_What you need to do_.
1 – Reproduce the stretch of the article on drug-company money in medicine from "Finance Dictates Research" through "are essentially worthless.".
2 – Resume the article on drug-company money in medicine, starting right after its last sentence.

Is Your Doctor’s Advice Rigged by Big Pharma Profits?

The connection between the financial interests of pharmaceutical companies and the healthcare industry can no longer be ignored. Corruption has distorted the entire healthcare system in significant ways, and this has led to sub-optimal care for patients. Researchers at the Dartmouth Institute for Health Policy & Clinical Practice have shed some light on the ways in which financial interests have influenced medical research and the drugs being prescribed by doctors. This influence not only impacts the quality of care patients receive but also drives up costs, waste, and harm.

Finance Dictates Research Activities

The most significant problem lies in the area of medical research. Researchers are biased when they investigate pharmaceuticals because their studies depend on drug company financing. Funding dries up if they get negative results, and therefore, researchers are motivated to design studies that prove the effectiveness of drugs, even if those drugs are essentially worthless.

Moreover, the studies on new drugs are often poorly designed and fail to show whether the drugs being tested are any better than the older, cheaper, and more widely used drugs. As the Dartmouth researchers, Glyn Elwyn and Elliott Fisher, note: “We do not know when healthcare decisions are guided by sound interpretations of the evidence and whether patients are engaged in the process.”

[Stored data]
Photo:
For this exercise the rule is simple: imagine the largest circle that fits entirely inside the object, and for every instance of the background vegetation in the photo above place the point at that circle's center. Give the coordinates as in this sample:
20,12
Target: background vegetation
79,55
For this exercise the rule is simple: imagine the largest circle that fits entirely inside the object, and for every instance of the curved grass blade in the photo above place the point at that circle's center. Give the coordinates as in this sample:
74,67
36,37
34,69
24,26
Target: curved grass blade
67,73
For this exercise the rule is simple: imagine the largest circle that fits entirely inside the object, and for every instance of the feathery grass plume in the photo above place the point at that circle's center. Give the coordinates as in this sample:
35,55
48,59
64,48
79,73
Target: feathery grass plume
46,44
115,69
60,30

_Solved tasks_.
1 –
Finance Dictates Research Activities

The most significant problem lies in the area of medical research. Researchers are biased when they investigate pharmaceuticals because their studies depend on drug company financing. Funding dries up if they get negative results, and therefore, researchers are motivated to design studies that prove the effectiveness of drugs, even if those drugs are essentially worthless.

2 –
The Manufacturing of Consumer Demand for Drugs

Pharmaceutical companies also manipulate consumer demand for their products through advertising. In many cases, these advertisements push drug use that is unnecessary and can cause potentially dangerous side effects.

This manufacturing of demand by pharmaceutical companies further fuels the profit-driven aspects of the healthcare system, taking it further away from being an industry focused on the well-being of patients.

A Lack of Trusted Relationships

The insidious influence of financial interests on the healthcare system has led to a lack of trust between healthcare professionals and patients. The researchers explain: “Solutions to these problems are visible but will be difficult to introduce unless there is a much wider recognition that healthcare has become less about well-founded, trusted relationships between healthcare professionals and patients.”

Instead, the healthcare system has begun to resemble a profit-driven service industry where commercial interests drive the decisions being made and influence the entire value chain.

Policy Changes and Educating Consumers as Solutions

Although recognizing the problem is a crucial first step, changes need to be made at every level, from policymakers to individuals who are taking prescription medications. To curb the influence of financial interests on medical research, regulations must be put in place to ensure unbiased, transparent research studies are conducted. These studies should focus on the best interests of the patients without interference from outside influences.

Simultaneously, medical professionals should be educated on the consequences of financial influences on the healthcare industry, making them more aware of these problems and enabling them to make better, less biased decisions when prescribing medication.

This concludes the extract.